• _やること_
下にある、食文化の本を紹介した記事の続きを、最後の文のあとから書き進めてください。

• _本文_
>>>>>

思惟石

懈怠石のパスワード忘れたので改めて開設しました。

『味でさぐる世界の文化 ヨーロッパ・中近東』 健啖先生の地政学的な食エッセイ

2024-12-23 10:28:26 | 日記
『味でさぐる世界の文化 ヨーロッパ・中近東』
西岡秀雄

著者は人文地理学の先生。
慶應の名誉教授も務めた人ですが、
日本トイレ協会名誉会長でもある。
肩書きの幅広さよ。

人文地理の先生が世界各国を回った際に感じた
ご当地食文化を綴った一冊。
なので、歴史や地理を踏まえてレポートされている感じ。
楽しい。

ちなみに初版は1990年である。
ロシアはソ連で、ドイツは東西に分裂しています。
時代…。

先生の滞在頻度によって情報量も変わるようですが、
特にフランスが厚いですね。
フランスは緯度が高い割に、偏西風のおかげで温暖。

<<<<<

• _用意された記録_
>>>>>

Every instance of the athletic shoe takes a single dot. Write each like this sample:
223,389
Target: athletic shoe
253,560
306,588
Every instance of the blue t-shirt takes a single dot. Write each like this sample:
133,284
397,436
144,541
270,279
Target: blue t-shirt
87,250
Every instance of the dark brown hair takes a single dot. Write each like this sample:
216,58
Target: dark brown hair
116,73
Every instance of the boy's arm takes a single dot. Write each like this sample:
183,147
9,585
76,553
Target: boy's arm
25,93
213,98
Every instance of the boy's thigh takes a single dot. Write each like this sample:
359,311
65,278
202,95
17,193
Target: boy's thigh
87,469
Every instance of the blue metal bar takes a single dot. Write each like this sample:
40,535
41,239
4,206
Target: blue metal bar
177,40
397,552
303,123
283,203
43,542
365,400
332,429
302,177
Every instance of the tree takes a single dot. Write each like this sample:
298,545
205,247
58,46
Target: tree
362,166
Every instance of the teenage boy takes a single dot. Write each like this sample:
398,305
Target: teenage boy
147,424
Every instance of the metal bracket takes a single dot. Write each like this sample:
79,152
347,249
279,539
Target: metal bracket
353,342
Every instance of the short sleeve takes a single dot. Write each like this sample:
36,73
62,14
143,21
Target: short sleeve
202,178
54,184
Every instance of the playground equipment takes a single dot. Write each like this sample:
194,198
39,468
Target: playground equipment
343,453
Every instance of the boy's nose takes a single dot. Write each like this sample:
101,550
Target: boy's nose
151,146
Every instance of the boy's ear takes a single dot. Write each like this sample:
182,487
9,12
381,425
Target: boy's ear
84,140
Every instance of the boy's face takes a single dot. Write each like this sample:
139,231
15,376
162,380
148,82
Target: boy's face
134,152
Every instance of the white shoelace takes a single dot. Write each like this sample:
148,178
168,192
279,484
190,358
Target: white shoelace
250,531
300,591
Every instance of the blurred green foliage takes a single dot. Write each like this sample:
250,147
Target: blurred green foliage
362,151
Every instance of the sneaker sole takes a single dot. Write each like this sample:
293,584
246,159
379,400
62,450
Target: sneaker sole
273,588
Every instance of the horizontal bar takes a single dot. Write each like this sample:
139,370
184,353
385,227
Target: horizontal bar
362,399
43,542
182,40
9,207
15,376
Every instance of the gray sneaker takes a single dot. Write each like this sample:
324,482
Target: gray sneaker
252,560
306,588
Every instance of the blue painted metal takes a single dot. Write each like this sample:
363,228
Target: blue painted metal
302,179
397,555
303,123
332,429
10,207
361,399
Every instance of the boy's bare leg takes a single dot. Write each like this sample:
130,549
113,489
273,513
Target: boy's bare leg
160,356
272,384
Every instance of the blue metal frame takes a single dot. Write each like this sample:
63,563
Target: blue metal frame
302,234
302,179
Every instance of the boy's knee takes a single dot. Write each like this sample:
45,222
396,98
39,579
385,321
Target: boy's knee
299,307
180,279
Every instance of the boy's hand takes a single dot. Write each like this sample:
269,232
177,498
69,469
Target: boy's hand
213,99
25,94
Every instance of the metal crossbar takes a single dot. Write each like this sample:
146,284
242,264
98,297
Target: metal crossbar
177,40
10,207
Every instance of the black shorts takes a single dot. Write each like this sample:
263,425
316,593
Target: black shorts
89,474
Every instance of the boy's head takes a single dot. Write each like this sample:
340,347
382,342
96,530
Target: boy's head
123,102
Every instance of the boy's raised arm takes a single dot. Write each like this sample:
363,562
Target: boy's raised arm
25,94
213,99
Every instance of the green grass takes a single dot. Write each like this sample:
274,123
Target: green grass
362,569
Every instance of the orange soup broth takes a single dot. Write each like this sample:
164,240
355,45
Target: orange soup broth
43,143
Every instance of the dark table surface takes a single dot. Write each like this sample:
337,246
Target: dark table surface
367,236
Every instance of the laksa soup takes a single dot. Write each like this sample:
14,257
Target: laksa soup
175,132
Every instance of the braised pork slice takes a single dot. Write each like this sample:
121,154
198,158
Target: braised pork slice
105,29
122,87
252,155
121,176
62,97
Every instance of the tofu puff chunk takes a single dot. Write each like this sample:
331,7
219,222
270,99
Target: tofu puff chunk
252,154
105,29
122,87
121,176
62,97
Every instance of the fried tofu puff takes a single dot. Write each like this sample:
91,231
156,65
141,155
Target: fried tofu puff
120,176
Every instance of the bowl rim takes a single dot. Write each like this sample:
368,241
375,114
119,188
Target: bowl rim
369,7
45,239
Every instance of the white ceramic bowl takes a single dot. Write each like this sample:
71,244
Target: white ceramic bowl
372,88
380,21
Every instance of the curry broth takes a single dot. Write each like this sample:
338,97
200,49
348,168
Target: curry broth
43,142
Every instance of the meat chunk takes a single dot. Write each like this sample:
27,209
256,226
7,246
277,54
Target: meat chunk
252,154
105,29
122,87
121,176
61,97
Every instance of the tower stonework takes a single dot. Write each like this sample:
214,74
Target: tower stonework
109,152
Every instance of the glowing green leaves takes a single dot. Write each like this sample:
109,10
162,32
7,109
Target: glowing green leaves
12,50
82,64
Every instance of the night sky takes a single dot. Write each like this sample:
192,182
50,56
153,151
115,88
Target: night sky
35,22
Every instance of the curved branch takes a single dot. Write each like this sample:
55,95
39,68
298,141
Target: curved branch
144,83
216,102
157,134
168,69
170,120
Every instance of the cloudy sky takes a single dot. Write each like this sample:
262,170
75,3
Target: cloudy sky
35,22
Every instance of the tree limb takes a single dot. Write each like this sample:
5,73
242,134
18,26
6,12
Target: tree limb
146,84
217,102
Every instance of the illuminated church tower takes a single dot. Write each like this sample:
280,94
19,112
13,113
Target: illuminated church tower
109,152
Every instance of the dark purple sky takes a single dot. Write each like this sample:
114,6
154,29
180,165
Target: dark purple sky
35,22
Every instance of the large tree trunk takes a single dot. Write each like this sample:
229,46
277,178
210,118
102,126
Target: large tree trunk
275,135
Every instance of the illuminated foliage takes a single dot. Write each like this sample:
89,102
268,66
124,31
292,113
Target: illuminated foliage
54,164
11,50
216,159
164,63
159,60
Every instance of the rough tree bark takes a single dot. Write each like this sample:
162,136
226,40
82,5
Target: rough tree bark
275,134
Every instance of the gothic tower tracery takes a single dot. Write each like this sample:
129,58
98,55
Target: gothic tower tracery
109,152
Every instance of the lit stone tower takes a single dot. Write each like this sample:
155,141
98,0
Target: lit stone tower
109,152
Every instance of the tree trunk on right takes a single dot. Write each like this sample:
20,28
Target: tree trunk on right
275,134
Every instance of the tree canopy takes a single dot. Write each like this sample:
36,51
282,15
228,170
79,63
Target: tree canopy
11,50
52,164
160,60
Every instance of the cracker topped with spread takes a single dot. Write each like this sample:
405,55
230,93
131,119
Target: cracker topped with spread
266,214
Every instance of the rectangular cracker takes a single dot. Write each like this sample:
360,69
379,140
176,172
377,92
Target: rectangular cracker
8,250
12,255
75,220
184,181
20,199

<<<<<

• _回答_
(勉強になるなあ)
おとなりのドイツ(黒パン、ビール)に比べても
自然の恩恵に恵まれている(白パン、葡萄酒)土地柄。
ただし水は悪いので、食事のお供はワイン。
コニャック地方は地質が悪くて上等なブドウがつくれないので、
下級ブドウ酒を蒸留してブランデーにしたのが
高級ブランデー・ヘネシーの始まり。

18世紀は数十年おきに猛烈な寒波に襲われて飢饉に。
1789年はパリが零下31.8度を記録し、セーヌ川が凍結。
寒すぎ!
そりゃフランス革命も起きるよな、と思ってしまう。
そんな飢饉であっても美味しい料理を追求するから
ザリガニやエスカルゴの料理があるのでは、と。
まあ、一理ある気はしますが、どうでしょう笑

って感じで各国の食文化が先生のエッセイ風に紹介されます。
小ネタも多い。

イギリス人は保守的でしきたりを守りたがる。
朝食はベーコンと卵と決めたら、親子3代ずっとそれを守る、とか。
優秀な種牛は輸出して、自国民は安い牛肉を食べるとか。
イギリスのことあまりお好きじゃないのかな笑

ポルトガルにはタラの料理法が365種類あるらしい、とか。
毎日タラ食ってるってことかな。

デンマークビールの始まりは、
コペンハーゲンの酒屋がドイツ・ミュンヘンの醸造工場から
盗み出した一握りの酵母から、とか。
絹を盗んだ坊さんエピソードみたいだ。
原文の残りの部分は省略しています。